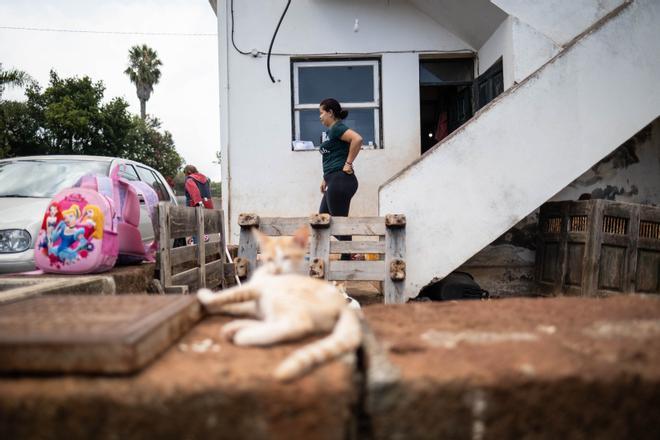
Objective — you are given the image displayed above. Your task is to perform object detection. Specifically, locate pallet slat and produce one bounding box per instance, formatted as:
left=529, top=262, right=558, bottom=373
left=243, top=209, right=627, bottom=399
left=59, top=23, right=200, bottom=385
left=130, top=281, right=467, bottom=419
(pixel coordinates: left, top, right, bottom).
left=170, top=241, right=222, bottom=266
left=259, top=217, right=309, bottom=236
left=330, top=217, right=385, bottom=235
left=327, top=261, right=385, bottom=281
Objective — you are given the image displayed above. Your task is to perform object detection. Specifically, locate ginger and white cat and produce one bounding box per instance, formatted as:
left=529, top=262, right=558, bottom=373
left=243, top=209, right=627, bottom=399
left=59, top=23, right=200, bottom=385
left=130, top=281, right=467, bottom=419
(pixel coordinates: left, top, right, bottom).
left=197, top=227, right=362, bottom=381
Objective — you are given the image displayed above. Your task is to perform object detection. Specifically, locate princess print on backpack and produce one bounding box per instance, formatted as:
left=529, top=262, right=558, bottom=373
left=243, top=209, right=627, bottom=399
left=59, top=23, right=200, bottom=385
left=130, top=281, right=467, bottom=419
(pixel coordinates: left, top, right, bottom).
left=39, top=194, right=103, bottom=267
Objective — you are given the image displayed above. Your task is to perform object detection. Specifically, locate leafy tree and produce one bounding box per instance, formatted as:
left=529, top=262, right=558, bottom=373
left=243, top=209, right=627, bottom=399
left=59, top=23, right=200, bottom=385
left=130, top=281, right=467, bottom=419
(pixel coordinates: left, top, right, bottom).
left=124, top=44, right=163, bottom=119
left=0, top=101, right=41, bottom=159
left=0, top=68, right=183, bottom=177
left=0, top=63, right=33, bottom=99
left=122, top=117, right=183, bottom=177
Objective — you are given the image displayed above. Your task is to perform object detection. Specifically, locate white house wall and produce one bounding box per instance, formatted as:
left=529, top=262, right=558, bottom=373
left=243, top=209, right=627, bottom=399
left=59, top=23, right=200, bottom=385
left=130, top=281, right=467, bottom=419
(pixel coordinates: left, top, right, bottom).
left=477, top=18, right=514, bottom=90
left=218, top=0, right=473, bottom=242
left=379, top=0, right=660, bottom=296
left=477, top=17, right=560, bottom=90
left=491, top=0, right=626, bottom=46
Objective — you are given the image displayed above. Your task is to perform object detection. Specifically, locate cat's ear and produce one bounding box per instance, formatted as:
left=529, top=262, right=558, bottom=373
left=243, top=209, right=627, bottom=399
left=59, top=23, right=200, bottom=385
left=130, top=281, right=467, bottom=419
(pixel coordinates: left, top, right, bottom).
left=293, top=225, right=309, bottom=249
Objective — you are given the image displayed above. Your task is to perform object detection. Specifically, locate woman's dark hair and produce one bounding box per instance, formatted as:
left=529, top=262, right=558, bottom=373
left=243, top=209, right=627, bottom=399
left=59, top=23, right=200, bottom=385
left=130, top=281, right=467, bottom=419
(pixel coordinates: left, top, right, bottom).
left=320, top=98, right=348, bottom=119
left=183, top=165, right=199, bottom=176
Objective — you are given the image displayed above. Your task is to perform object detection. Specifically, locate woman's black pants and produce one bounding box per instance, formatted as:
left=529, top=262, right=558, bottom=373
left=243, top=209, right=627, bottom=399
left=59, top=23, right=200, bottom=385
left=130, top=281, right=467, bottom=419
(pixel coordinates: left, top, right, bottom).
left=319, top=170, right=358, bottom=260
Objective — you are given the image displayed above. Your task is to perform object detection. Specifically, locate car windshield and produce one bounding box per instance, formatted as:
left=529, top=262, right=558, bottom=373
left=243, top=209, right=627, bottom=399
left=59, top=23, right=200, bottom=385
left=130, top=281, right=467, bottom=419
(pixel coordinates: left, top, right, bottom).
left=0, top=159, right=110, bottom=198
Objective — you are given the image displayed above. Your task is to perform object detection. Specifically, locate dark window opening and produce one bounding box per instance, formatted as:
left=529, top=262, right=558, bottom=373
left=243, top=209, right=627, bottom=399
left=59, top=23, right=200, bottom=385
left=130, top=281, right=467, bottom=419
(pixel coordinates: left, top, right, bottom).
left=476, top=58, right=504, bottom=110
left=419, top=58, right=474, bottom=154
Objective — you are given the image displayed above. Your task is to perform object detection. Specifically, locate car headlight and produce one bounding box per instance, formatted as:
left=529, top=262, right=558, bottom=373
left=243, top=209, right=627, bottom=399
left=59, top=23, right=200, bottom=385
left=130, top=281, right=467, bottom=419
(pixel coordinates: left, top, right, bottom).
left=0, top=229, right=32, bottom=254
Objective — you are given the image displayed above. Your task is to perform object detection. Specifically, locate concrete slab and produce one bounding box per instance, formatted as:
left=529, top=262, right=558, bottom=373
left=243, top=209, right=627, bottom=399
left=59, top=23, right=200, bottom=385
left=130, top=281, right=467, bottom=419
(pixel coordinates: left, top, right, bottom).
left=0, top=295, right=201, bottom=374
left=0, top=317, right=357, bottom=440
left=364, top=296, right=660, bottom=439
left=0, top=263, right=156, bottom=304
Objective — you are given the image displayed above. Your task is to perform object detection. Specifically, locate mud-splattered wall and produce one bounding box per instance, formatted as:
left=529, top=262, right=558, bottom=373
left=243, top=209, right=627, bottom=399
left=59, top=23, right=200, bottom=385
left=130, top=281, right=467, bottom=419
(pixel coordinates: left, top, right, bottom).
left=458, top=118, right=660, bottom=296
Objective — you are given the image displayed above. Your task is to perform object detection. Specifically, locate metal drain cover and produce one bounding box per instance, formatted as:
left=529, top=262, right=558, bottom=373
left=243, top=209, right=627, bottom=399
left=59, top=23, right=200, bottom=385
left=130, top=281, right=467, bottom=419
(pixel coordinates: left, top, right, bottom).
left=0, top=295, right=201, bottom=374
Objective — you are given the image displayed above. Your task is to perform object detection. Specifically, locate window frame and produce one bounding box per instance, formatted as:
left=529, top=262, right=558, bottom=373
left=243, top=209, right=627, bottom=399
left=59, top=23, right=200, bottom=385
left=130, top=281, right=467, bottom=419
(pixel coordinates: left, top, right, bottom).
left=291, top=57, right=383, bottom=151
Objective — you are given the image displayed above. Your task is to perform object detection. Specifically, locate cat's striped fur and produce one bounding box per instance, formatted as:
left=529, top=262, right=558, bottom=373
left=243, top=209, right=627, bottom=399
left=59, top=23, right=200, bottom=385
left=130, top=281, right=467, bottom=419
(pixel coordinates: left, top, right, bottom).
left=198, top=228, right=362, bottom=381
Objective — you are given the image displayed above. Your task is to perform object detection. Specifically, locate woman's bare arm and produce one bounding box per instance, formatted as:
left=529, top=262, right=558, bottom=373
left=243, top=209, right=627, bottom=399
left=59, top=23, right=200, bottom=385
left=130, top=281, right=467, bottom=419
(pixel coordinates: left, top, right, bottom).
left=340, top=128, right=362, bottom=174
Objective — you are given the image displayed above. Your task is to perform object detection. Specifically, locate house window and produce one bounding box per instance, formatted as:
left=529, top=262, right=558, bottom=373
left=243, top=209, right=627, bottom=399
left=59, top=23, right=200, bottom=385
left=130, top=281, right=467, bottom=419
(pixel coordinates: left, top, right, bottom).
left=292, top=60, right=382, bottom=150
left=477, top=58, right=504, bottom=110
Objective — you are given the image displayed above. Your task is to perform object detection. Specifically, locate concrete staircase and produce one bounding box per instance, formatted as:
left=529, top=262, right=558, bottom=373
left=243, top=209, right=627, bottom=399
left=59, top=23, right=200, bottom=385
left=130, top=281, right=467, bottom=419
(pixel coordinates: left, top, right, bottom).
left=379, top=0, right=660, bottom=297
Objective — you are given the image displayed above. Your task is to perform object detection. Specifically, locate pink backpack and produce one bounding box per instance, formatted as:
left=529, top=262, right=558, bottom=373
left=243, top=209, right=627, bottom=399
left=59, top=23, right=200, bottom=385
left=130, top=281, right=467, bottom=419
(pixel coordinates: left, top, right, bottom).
left=34, top=177, right=119, bottom=274
left=35, top=165, right=158, bottom=274
left=119, top=180, right=158, bottom=263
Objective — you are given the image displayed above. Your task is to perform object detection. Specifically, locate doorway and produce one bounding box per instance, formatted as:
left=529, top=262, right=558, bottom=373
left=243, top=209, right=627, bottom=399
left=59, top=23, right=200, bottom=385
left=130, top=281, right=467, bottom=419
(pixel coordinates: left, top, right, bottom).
left=419, top=58, right=474, bottom=154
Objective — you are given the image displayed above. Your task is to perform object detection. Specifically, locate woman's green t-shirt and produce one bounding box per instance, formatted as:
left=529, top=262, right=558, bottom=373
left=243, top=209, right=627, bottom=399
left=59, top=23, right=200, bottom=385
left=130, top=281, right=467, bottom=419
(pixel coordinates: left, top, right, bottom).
left=319, top=121, right=350, bottom=175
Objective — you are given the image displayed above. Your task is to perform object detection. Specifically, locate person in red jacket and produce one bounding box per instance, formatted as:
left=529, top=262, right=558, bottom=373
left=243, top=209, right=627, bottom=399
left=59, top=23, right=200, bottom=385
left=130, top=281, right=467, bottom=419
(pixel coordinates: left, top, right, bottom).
left=183, top=165, right=213, bottom=209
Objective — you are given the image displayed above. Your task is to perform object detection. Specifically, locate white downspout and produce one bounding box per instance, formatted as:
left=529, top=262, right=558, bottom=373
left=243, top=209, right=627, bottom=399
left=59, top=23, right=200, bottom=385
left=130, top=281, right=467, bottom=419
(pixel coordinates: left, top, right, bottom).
left=218, top=0, right=232, bottom=244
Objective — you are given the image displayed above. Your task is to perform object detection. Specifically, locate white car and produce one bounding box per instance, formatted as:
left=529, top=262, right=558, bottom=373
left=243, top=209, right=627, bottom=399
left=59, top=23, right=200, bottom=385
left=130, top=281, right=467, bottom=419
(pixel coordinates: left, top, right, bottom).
left=0, top=155, right=177, bottom=273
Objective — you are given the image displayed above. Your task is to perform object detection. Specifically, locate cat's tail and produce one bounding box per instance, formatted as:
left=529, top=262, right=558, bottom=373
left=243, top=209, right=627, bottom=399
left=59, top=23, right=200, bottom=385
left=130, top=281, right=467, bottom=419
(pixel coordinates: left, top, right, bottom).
left=197, top=284, right=259, bottom=313
left=275, top=307, right=362, bottom=382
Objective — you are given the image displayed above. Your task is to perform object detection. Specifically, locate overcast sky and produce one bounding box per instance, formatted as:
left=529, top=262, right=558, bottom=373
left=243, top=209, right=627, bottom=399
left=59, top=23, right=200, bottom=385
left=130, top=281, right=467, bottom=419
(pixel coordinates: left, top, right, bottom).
left=0, top=0, right=220, bottom=180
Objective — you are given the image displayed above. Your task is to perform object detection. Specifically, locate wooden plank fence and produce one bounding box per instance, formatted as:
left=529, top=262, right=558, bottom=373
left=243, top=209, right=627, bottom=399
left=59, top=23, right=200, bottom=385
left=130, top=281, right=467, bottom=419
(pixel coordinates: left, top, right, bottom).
left=235, top=214, right=406, bottom=304
left=158, top=202, right=228, bottom=293
left=536, top=200, right=660, bottom=296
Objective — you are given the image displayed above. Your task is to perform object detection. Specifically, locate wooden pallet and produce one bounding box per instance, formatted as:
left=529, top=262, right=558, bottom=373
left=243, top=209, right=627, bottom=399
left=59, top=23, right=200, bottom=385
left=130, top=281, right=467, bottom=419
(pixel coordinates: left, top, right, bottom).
left=158, top=202, right=233, bottom=293
left=235, top=214, right=406, bottom=304
left=536, top=200, right=660, bottom=296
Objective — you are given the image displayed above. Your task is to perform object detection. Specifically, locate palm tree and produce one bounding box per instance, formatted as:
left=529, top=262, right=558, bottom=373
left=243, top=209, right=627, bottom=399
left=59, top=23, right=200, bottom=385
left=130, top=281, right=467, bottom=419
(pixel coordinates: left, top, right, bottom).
left=124, top=44, right=163, bottom=119
left=0, top=63, right=32, bottom=99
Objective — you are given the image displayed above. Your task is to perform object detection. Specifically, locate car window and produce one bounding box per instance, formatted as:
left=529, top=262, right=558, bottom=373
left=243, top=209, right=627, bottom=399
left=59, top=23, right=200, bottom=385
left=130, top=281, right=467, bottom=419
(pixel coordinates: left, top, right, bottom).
left=0, top=159, right=110, bottom=198
left=137, top=166, right=170, bottom=202
left=119, top=163, right=140, bottom=181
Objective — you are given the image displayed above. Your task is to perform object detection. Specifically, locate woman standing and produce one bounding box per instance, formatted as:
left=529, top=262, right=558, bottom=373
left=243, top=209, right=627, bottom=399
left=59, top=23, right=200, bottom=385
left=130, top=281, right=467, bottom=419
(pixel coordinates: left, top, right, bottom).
left=319, top=98, right=362, bottom=260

· · · · ·

TASK PROMPT -
Copy the items from the start through the line containing "left=197, top=227, right=362, bottom=381", swapping "Objective" for "Goal" and changing nothing else. Leave the pictures out.

COMPLETE RESPONSE -
Goal — you are given the image displayed above. Your task is to perform object detection. Specifically, locate pallet slat and produce one bounding box per instance, formatted as:
left=529, top=262, right=558, bottom=373
left=243, top=209, right=627, bottom=399
left=59, top=23, right=200, bottom=385
left=130, top=281, right=467, bottom=419
(pixel coordinates: left, top, right, bottom).
left=170, top=241, right=222, bottom=266
left=259, top=217, right=309, bottom=236
left=330, top=217, right=385, bottom=235
left=327, top=261, right=385, bottom=281
Goal — you are given the image displayed above. Your task is to perform object detection. Specifically, locate ginger and white cat and produce one bounding box per instance, formatted as:
left=529, top=262, right=558, bottom=373
left=243, top=209, right=627, bottom=399
left=59, top=23, right=200, bottom=385
left=130, top=281, right=467, bottom=419
(pixel coordinates: left, top, right, bottom).
left=197, top=227, right=362, bottom=381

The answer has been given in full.